- [EXERCISE DETAILS]: From the first line to the last, output the entries exactly.

***** SOURCE INFORMATION

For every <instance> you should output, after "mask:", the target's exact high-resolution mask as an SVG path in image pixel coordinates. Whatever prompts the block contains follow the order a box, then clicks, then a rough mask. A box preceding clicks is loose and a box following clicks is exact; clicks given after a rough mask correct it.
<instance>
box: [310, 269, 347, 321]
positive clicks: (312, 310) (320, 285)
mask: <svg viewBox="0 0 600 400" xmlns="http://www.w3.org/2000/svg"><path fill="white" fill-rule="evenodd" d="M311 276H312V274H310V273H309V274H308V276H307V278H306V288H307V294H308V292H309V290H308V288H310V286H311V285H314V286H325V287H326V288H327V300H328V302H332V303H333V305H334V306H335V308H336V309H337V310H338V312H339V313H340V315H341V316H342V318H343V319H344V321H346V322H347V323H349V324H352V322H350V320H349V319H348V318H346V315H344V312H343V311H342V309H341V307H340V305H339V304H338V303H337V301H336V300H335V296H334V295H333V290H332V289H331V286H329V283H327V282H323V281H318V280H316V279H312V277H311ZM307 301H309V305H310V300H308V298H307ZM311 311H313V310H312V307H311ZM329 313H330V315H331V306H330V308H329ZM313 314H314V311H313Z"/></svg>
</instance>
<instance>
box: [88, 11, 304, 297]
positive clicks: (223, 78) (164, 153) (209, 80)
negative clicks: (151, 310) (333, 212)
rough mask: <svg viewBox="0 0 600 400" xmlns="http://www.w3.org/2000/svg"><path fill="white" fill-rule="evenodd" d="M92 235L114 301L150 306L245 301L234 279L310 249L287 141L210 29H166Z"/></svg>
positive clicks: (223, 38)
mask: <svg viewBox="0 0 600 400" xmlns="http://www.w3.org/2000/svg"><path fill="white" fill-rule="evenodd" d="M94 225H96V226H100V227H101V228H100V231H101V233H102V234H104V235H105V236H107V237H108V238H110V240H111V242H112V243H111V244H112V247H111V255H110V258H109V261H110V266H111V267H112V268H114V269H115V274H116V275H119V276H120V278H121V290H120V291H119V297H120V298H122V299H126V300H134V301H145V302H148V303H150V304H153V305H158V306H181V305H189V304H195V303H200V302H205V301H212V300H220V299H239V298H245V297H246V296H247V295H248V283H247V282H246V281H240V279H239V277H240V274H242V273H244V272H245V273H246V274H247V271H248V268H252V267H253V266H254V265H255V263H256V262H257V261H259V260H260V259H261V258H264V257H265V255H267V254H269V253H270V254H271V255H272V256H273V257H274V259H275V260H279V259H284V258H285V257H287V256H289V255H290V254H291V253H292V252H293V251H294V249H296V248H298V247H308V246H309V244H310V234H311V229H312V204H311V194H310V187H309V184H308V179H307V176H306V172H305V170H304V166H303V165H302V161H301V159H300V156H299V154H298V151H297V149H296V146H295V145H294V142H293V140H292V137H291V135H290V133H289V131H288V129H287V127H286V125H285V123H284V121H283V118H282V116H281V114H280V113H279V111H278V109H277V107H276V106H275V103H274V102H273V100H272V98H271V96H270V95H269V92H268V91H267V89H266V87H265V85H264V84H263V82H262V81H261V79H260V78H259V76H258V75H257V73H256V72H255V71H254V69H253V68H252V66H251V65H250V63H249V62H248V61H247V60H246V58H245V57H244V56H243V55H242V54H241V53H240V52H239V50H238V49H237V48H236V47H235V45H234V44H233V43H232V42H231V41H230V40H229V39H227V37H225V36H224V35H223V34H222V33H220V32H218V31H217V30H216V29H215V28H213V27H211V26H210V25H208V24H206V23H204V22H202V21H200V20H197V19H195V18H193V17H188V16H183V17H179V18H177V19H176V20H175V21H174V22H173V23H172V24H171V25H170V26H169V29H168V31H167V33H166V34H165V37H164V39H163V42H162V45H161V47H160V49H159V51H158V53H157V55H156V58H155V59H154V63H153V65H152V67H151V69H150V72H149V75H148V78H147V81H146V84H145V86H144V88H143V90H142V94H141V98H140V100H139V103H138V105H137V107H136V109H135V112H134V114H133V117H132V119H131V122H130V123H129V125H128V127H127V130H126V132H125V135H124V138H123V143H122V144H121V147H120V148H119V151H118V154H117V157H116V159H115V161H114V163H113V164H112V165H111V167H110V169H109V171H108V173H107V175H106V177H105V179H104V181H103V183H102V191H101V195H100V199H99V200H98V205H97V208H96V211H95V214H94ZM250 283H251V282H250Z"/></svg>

**********

- [EXERCISE SOLUTION]:
For every <instance> you should output, after "mask:", the target's exact high-resolution mask as an SVG path in image pixel coordinates. Whatever prompts the block contains follow the order a box, then clicks, then a rough mask. A box preceding clicks is loose and a box following clicks is exact; clicks given after a rough mask correct it.
<instance>
box: [310, 269, 347, 321]
positive clicks: (312, 310) (320, 285)
mask: <svg viewBox="0 0 600 400" xmlns="http://www.w3.org/2000/svg"><path fill="white" fill-rule="evenodd" d="M311 276H312V274H310V273H309V274H308V276H307V278H306V288H307V294H308V292H309V290H308V288H310V286H311V285H314V286H325V287H326V288H327V300H328V302H332V303H333V305H334V306H335V308H336V309H337V310H338V312H339V313H340V315H341V316H342V318H343V319H344V321H346V322H347V323H349V324H352V322H350V320H349V319H348V318H346V315H344V312H343V311H342V309H341V307H340V305H339V304H338V303H337V301H336V300H335V296H334V295H333V290H332V289H331V286H329V283H327V282H323V281H318V280H316V279H312V277H311ZM307 301H309V305H310V300H308V298H307ZM311 311H313V310H312V307H311ZM329 313H330V315H331V306H330V308H329ZM313 314H314V311H313Z"/></svg>
</instance>
<instance>
box: [88, 11, 304, 297]
positive clicks: (223, 78) (164, 153) (209, 80)
negative clicks: (151, 310) (333, 212)
rough mask: <svg viewBox="0 0 600 400" xmlns="http://www.w3.org/2000/svg"><path fill="white" fill-rule="evenodd" d="M92 235L114 301L150 306L245 301L234 279L310 249L287 141L210 29H166Z"/></svg>
positive clicks: (223, 38)
mask: <svg viewBox="0 0 600 400" xmlns="http://www.w3.org/2000/svg"><path fill="white" fill-rule="evenodd" d="M94 225H96V226H100V227H101V228H100V231H101V233H102V234H104V235H105V236H107V237H108V238H110V240H111V242H112V243H111V244H112V247H111V255H110V258H109V261H110V266H111V267H112V268H114V269H115V274H116V275H119V276H120V278H121V290H120V291H119V297H120V298H122V299H126V300H134V301H145V302H148V303H150V304H153V305H158V306H181V305H189V304H195V303H200V302H205V301H212V300H220V299H239V298H245V297H246V296H247V295H248V283H247V282H246V281H240V279H239V277H240V274H242V273H244V272H245V273H246V274H247V271H248V268H252V267H253V266H254V265H255V263H256V262H257V261H259V260H260V259H261V258H264V257H265V255H267V254H269V253H270V254H271V255H272V256H273V257H274V259H275V260H279V259H284V258H285V257H287V256H289V255H290V254H291V253H292V252H293V251H294V249H296V248H298V247H308V246H309V244H310V234H311V229H312V204H311V194H310V187H309V184H308V179H307V176H306V172H305V170H304V166H303V165H302V161H301V159H300V156H299V154H298V151H297V149H296V146H295V145H294V142H293V140H292V137H291V135H290V133H289V131H288V129H287V127H286V125H285V123H284V121H283V118H282V116H281V114H280V113H279V111H278V109H277V107H276V106H275V103H274V102H273V100H272V98H271V96H270V95H269V92H268V91H267V89H266V87H265V85H264V84H263V82H262V81H261V79H260V78H259V76H258V75H257V73H256V72H255V71H254V69H253V68H252V66H251V65H250V63H249V62H248V61H247V60H246V58H245V57H244V56H243V55H242V54H241V53H240V52H239V50H238V49H237V48H236V47H235V45H234V44H233V43H232V42H231V41H230V40H229V39H227V37H225V36H224V35H223V34H222V33H220V32H218V31H217V30H216V29H215V28H213V27H211V26H210V25H208V24H206V23H204V22H202V21H200V20H197V19H195V18H193V17H188V16H183V17H179V18H177V19H176V20H175V21H174V22H173V23H172V24H171V25H170V26H169V29H168V31H167V33H166V34H165V37H164V39H163V42H162V45H161V47H160V49H159V51H158V53H157V55H156V58H155V59H154V63H153V65H152V67H151V69H150V72H149V75H148V78H147V81H146V84H145V86H144V88H143V90H142V94H141V98H140V100H139V103H138V105H137V107H136V109H135V112H134V114H133V117H132V119H131V122H130V123H129V125H128V127H127V130H126V132H125V135H124V138H123V143H122V144H121V147H120V148H119V151H118V154H117V157H116V159H115V161H114V163H113V164H112V165H111V167H110V169H109V171H108V173H107V175H106V177H105V179H104V181H103V183H102V191H101V195H100V199H99V200H98V205H97V208H96V211H95V214H94ZM250 283H251V282H250Z"/></svg>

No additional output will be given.